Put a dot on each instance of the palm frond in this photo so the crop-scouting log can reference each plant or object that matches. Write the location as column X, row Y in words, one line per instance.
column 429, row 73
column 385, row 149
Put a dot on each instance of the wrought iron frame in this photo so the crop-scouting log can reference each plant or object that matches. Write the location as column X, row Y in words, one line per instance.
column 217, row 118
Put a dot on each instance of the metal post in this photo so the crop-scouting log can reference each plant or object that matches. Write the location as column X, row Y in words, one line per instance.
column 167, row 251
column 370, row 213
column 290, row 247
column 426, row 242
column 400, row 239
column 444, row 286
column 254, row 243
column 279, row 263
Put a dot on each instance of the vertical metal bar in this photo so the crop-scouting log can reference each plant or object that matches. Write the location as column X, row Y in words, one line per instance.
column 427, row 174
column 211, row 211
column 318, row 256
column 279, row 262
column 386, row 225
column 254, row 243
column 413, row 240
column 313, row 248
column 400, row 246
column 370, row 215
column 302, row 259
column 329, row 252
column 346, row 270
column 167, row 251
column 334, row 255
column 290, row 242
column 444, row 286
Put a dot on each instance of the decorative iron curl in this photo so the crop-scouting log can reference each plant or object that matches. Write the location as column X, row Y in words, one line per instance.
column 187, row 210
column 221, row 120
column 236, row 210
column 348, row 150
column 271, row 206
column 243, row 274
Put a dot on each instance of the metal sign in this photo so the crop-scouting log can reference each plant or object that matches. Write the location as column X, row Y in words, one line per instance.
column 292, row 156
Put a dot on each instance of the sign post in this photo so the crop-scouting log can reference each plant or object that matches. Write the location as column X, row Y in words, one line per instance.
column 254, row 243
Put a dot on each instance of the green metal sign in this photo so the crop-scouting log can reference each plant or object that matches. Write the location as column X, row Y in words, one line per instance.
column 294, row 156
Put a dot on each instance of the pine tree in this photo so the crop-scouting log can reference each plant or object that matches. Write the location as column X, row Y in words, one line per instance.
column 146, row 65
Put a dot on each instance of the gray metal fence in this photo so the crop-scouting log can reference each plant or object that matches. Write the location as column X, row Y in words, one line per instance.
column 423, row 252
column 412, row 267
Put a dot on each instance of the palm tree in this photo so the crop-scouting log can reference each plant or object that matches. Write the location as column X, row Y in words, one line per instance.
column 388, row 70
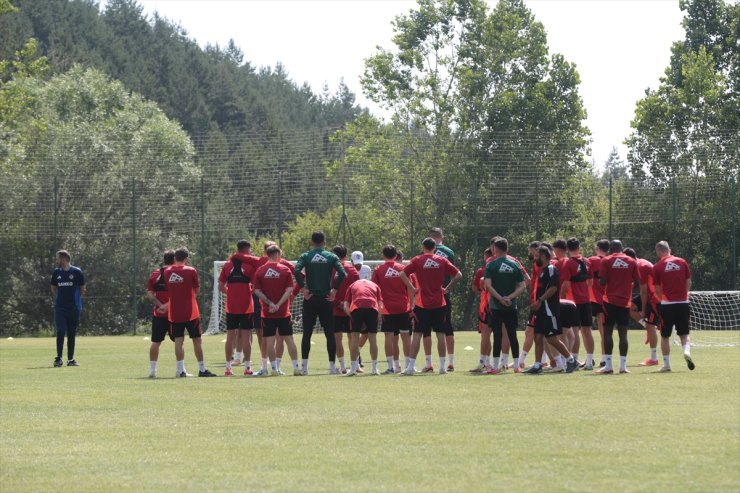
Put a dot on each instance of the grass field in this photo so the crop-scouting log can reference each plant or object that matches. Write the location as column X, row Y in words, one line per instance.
column 104, row 426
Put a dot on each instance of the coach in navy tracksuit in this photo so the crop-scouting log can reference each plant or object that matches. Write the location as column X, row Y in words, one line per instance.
column 67, row 287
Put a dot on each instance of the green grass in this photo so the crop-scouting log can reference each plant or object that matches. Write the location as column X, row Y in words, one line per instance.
column 105, row 427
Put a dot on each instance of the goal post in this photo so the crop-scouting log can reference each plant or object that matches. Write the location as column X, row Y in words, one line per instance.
column 217, row 320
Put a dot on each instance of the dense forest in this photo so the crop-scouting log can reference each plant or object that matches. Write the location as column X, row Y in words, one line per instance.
column 120, row 135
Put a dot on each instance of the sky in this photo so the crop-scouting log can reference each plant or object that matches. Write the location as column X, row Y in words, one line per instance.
column 620, row 47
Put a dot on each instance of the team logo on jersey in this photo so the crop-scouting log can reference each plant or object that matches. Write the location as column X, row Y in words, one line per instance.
column 431, row 264
column 670, row 267
column 620, row 264
column 174, row 277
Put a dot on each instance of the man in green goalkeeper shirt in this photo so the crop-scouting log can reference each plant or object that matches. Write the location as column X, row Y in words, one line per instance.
column 319, row 266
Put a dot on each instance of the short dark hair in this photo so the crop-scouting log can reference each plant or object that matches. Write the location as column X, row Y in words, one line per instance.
column 390, row 252
column 169, row 256
column 429, row 243
column 560, row 244
column 502, row 244
column 318, row 238
column 603, row 245
column 340, row 251
column 543, row 250
column 181, row 254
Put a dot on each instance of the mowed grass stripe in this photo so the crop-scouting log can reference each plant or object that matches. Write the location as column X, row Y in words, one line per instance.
column 106, row 426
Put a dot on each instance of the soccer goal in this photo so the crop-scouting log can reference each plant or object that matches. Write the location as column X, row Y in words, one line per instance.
column 715, row 318
column 217, row 321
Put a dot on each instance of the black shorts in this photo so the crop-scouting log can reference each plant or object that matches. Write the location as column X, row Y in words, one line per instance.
column 160, row 328
column 584, row 314
column 596, row 308
column 448, row 316
column 241, row 321
column 257, row 315
column 365, row 321
column 193, row 328
column 508, row 318
column 273, row 326
column 429, row 319
column 547, row 325
column 618, row 314
column 342, row 324
column 397, row 323
column 676, row 314
column 569, row 316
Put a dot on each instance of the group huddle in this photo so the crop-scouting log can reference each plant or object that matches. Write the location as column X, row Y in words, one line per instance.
column 407, row 302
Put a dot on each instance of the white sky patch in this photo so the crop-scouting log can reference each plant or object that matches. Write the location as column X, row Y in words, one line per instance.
column 620, row 47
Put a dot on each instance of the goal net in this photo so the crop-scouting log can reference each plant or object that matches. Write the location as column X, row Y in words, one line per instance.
column 217, row 321
column 715, row 318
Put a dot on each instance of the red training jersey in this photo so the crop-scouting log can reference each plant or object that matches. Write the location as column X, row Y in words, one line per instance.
column 181, row 282
column 670, row 273
column 351, row 277
column 430, row 272
column 273, row 279
column 394, row 292
column 363, row 294
column 620, row 273
column 597, row 290
column 156, row 284
column 238, row 285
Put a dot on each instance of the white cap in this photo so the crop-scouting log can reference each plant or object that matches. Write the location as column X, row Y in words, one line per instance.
column 357, row 257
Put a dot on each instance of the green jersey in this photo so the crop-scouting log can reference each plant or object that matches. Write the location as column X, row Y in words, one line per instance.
column 319, row 264
column 504, row 274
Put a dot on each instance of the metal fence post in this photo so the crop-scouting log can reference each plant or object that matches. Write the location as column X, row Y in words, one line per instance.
column 133, row 257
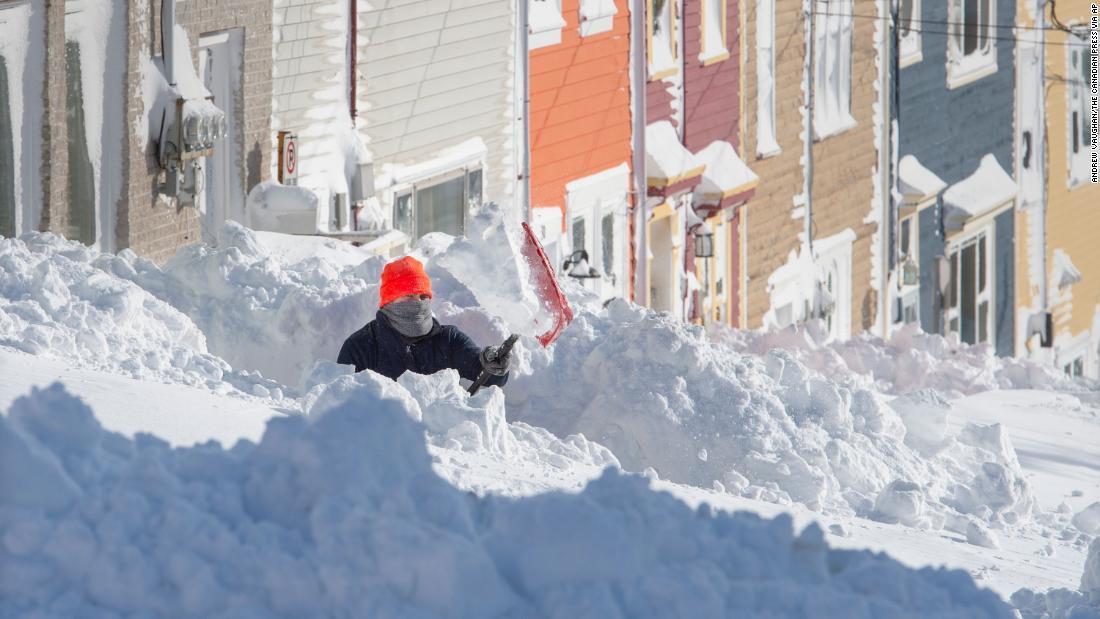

◆ PROBLEM DETAILS
The whole of the data above needs retyping exactly, with pictures omitted.

◆ TASK RESPONSE
Put a dot on each instance of the palm frond in this photo so the crop-scouting log can reference each plant or object that matches. Write the location as column X, row Y in words, one line per instance.
column 429, row 73
column 385, row 149
Put a dot on each instance of the wrought iron frame in this photo so the crop-scouting log can reference each plant or object that matches. Write the location as column X, row Y in words, one line per instance.
column 217, row 118
Put a dot on each instance of the metal post in this photo so the crop-scouting log can reference each plant or object that matches. Write the location as column X, row Y in words, one line per instance.
column 167, row 251
column 370, row 213
column 290, row 247
column 426, row 242
column 400, row 239
column 444, row 286
column 254, row 243
column 279, row 263
Put a dot on each instance of the vertical metal bar in this photo so the crop-scouting log can reference each plant or object that matches. Write the location as column X, row Y in words, one line per instance.
column 427, row 174
column 211, row 211
column 318, row 256
column 279, row 262
column 386, row 225
column 254, row 243
column 413, row 240
column 313, row 248
column 400, row 246
column 370, row 215
column 302, row 259
column 329, row 252
column 346, row 270
column 167, row 251
column 334, row 255
column 290, row 242
column 444, row 286
Put a dot on each instance of the decorative iron curl in this photo so the crop-scouting log can reference each plant or object that matches. Write the location as column X, row Y in words, one line per instance.
column 187, row 210
column 221, row 120
column 236, row 210
column 348, row 150
column 271, row 206
column 243, row 274
Put a dot on each instance of the metal sign in this photo so the crop-scouting log can reference each plant or object that matches. Write the location as column X, row Y in words, one line per instance.
column 292, row 156
Put a dot on each instance of the sign post in this photo so the crop-scouting log can reference each plant or object that matches. Write the location as column X, row Y in words, one line per instance.
column 254, row 243
Put a dot on each instance of the green metal sign in this photo so the crop-scouting log can reference each plant or object that matches. Write the location as column X, row Y in words, one line per instance.
column 294, row 156
Put a dot on each instance of the pine tree in this photo so the crop-scouting log can reference each plant or object that matches. Write the location as column X, row Y in words, one line per instance.
column 146, row 65
Put a dot on each instance of the gray metal fence in this photo so the crop-scouting log can reference each plant or object that matches. Write the location as column X, row Y in words, one line per instance.
column 423, row 252
column 412, row 267
Put a dot on each instance of the palm tree in this photo so the crop-scouting log can reference each plant or object that matches. Write the location as column X, row Y in words, one line per instance.
column 388, row 70
Put a dot on each instance of the grass field in this photo so the crop-scouting log can reference each plant or object that matches. Write the location as column X, row Y in words, one line per instance.
column 104, row 426
Put a dot on each instance of the coach in navy tracksuit in this photo so the crop-scouting log can reference each plant or object that matches. Write the location as column X, row Y in words, one line per instance.
column 67, row 287
Put a dot on each instance of the green grass in this photo so the crop-scouting log can reference each plant or object that matches. Write the location as column X, row Y in words, one line per instance.
column 105, row 427
Put a dot on each instance of the goal post in this photo so the crop-scouting log can reference each plant or object that matches. Write the location as column X, row Y in words, one line per instance.
column 217, row 320
Put a dot on each instance of the dense forest in this photo so the crop-scouting log can reference each plant or object that matches. Write the location as column X, row Y in words, one line per instance.
column 120, row 135
Put a dot on each instance of the sky in this photo so the crop-scouting log can reference each plant or object that matches. Write the location as column X, row Y in words, one line per instance.
column 620, row 47
Put a dot on each instance of the team logo on jersey in this photo so the crop-scouting log can reference each plant or object that matches. Write the location as column X, row Y in words, one line per instance.
column 431, row 264
column 670, row 267
column 620, row 264
column 174, row 277
Put a dot on each instance of the man in green goalkeeper shirt in this photo so the crop-scouting log can reference each plant or object that matches. Write the location as column X, row Y in words, one line per instance.
column 319, row 266
Put a dot on each instance of the short dark hair in this photo so the crop-scouting log can reference each plant or object that matches. Write the location as column X, row Y in words, one line per instance.
column 390, row 252
column 169, row 256
column 429, row 243
column 560, row 244
column 502, row 244
column 318, row 238
column 603, row 245
column 340, row 251
column 543, row 250
column 181, row 254
Put a dot on each instance of the mowed grass stripe in this photo so the crop-scouting log can reference each plant or object that matches. Write the location as column X, row Y in words, one line per instance.
column 106, row 426
Put a dot on each instance of the soccer goal in this photo so the crop-scouting log can reference each plant or object that matches. Write the location as column X, row Y in words, one line per instance.
column 715, row 318
column 217, row 321
Put a dot on each instance of the black shorts in this photo so the crop-scouting log can reference each plant or object that matches. Write the location as column X, row Y in words, one line per instance.
column 160, row 328
column 584, row 314
column 596, row 308
column 448, row 316
column 241, row 321
column 257, row 315
column 365, row 321
column 193, row 328
column 508, row 318
column 273, row 326
column 429, row 319
column 547, row 325
column 618, row 314
column 342, row 324
column 397, row 323
column 676, row 314
column 569, row 316
Put a dot on each instance of the group huddle in this photo so the crop-scouting log can reference each plant or object that matches. Write the location as column X, row Y in words, one line per instance.
column 407, row 302
Put a dot on each instance of the white sky patch in this photo so the crop-scouting log can reference each plant or object that matches. Write the location as column X, row Y in words, one line per instance.
column 620, row 47
Put a dot on each instance of the goal net in this photo so the crop-scouting log can reference each plant or object that matches. Write the location as column X, row Y in words, one line per instance.
column 217, row 321
column 715, row 318
Put a dot on each instance of the red training jersey in this photo so the crop-scouting log can reference each plant or object that matches. Write the location as column X, row Y in words, one line per instance.
column 181, row 282
column 670, row 273
column 351, row 277
column 430, row 272
column 273, row 279
column 394, row 292
column 363, row 294
column 620, row 273
column 597, row 290
column 156, row 284
column 238, row 285
Put a dot on each instance of the white cap in this photo so the crop-scouting log can reference each plant or object that matches. Write the location as column X, row Y in words, one line per instance.
column 357, row 257
Put a dot on each instance of the green jersey in this photo so the crop-scouting log can reference each plant or object that matches. Write the location as column X, row Y in words, one line per instance.
column 319, row 264
column 504, row 274
Put a dot on each instance of the metal fence post in this photo so the crop-scouting log can reference each plant or object that matches. Write the location as column X, row Y in words, one line per instance.
column 133, row 257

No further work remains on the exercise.